▶ REQUIREMENT
Reproduce the records that follow exactly as they appear.

##### RECORDS SUPPLIED #####

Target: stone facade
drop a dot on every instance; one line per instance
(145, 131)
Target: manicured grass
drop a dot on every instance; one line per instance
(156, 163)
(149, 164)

#####

▶ EXPECTED ANSWER
Target: stone facade
drop a dot on every instance; one line per instance
(145, 131)
Target: manicured grass
drop a dot on every instance; one line per instance
(156, 163)
(149, 164)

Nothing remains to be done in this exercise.